Instructions:
1) State whether each statement below agrees with the Trayton Group passage, answering yes or no and quoting the words of the passage that decide it: (a) Simon Lichtenberg started the Trayton Group in the 1990s; (b) Lichtenberg is older than most other Tvind leaders; (c) the quoted interview was given to Danish TV in 2006.
2) Extend the Trayton Group passage beyond its final sentence.

Document segment:
It said it was a mistake and promised it would not happen again.
So why is the Danish Pime Minister, Anders Fogh Rasmussen hobnobbing with the Tvind 'crown prince' and Trayton boss Simon Lichtenberg?
See which other senior Danish politicians have been seduced by Tvind's Chinese 'Charm Offensive'.
Lichtenberg on Lichtenberg......
"I am a member of the Teacher's Group...my money is the TG's money. Either it is invested in developing the business or I give the money to the Teacher's Group's work...."
(Interview with Danish TV, 2006. In Danish)
More links with Tvind
What is the Trayton Group?
The Trayton Group is a successful manufacturing company in China. It was started in the 1990s by Simon Lichtenberg, a Danish graduate of Tvind. Lichtenberg is a high up member of the Teachers Group, much younger than other Tvind leaders, and is widely regarded as the Tvind 'crown prince'.

Excerpts of location labeling data
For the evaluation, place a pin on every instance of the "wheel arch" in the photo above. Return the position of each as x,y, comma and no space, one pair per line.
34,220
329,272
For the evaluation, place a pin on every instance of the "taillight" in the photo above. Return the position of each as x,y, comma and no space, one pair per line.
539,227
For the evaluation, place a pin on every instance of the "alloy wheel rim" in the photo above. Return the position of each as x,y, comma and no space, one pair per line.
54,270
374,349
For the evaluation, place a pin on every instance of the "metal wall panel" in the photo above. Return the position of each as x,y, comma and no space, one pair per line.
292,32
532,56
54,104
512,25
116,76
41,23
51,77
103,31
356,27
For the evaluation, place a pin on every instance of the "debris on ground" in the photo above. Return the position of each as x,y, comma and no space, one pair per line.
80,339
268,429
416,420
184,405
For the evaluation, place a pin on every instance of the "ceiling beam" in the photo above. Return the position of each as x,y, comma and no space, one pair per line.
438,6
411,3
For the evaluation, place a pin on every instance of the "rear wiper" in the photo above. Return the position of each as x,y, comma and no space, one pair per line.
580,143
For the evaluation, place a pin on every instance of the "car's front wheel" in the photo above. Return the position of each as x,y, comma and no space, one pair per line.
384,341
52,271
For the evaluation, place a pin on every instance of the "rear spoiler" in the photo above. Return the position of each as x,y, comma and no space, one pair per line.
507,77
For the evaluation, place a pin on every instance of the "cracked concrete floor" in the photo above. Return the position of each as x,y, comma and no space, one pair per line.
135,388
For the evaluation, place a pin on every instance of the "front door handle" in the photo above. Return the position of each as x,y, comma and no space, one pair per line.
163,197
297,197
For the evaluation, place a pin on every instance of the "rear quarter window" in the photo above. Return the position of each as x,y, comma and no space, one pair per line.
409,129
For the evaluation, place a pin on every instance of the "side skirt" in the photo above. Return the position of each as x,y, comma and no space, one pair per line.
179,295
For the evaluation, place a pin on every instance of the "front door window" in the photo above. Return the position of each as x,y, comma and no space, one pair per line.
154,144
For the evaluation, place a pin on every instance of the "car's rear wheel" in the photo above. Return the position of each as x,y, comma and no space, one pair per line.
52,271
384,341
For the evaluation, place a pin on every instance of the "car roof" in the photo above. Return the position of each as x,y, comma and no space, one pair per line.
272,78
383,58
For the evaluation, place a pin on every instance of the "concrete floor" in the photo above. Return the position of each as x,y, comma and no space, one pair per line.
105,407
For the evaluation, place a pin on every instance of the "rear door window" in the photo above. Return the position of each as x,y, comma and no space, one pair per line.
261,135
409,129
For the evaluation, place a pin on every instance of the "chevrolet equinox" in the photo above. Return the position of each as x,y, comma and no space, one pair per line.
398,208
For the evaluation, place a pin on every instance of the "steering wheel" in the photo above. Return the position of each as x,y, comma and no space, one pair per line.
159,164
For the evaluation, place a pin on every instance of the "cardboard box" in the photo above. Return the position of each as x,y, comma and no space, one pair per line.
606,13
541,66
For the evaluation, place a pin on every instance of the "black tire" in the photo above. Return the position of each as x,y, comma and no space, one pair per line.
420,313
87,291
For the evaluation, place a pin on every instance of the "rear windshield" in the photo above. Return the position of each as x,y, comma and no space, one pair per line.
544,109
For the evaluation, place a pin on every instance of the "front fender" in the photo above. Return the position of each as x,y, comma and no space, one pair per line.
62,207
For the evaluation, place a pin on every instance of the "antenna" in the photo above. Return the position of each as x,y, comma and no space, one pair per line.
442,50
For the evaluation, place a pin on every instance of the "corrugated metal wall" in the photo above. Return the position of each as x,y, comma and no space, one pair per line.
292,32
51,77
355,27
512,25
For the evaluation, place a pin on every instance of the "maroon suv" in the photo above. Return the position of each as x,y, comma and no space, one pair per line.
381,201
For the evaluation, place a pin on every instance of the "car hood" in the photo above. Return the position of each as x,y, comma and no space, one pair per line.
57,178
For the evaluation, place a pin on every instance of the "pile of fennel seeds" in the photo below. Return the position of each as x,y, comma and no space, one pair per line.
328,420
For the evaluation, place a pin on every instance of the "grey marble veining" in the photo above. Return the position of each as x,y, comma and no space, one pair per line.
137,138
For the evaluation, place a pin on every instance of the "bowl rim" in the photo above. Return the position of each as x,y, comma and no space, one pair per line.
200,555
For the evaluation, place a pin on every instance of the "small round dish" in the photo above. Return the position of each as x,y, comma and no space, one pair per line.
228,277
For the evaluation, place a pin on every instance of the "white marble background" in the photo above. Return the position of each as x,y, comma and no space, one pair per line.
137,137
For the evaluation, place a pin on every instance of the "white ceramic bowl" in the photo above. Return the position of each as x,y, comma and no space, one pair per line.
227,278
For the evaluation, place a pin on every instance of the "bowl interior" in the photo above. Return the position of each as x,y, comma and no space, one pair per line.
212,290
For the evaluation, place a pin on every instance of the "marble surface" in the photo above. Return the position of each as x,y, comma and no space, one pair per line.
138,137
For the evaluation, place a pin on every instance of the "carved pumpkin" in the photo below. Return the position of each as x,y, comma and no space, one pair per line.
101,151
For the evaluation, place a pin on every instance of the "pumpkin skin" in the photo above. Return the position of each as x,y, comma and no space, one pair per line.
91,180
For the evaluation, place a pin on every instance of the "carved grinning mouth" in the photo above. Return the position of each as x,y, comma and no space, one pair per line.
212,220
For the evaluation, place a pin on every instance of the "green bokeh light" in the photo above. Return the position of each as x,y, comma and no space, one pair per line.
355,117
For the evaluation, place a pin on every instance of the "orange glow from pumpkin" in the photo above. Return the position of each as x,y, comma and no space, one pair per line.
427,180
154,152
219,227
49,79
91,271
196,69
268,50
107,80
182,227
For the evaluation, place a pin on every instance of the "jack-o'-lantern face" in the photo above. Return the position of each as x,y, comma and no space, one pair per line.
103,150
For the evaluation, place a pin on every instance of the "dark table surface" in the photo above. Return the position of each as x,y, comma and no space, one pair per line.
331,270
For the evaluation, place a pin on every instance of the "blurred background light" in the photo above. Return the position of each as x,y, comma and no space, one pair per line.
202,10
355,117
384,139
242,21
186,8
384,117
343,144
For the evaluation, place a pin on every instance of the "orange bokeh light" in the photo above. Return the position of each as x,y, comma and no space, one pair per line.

Answers to each task:
1)
(a) Yes: "It was started in the 1990s by Simon Lichtenberg"
(b) No: "much younger than other Tvind leaders"
(c) Yes: "Interview with Danish TV, 2006"

2)
Trayton is actually a small family of seven companies. The main business is furniture manufacture in Shanghai and Jiaxing. According to the group website www.trayton.com, there are also retail/design consultancies and a timber trading concern.
Trayton exports furniture to Europe and the United States and at one time IKEA in Sweden was a customer. The group is closely linked to BoConcept, a chain of furniture shops with branches in London and other European cities.
Is it a Tvind company?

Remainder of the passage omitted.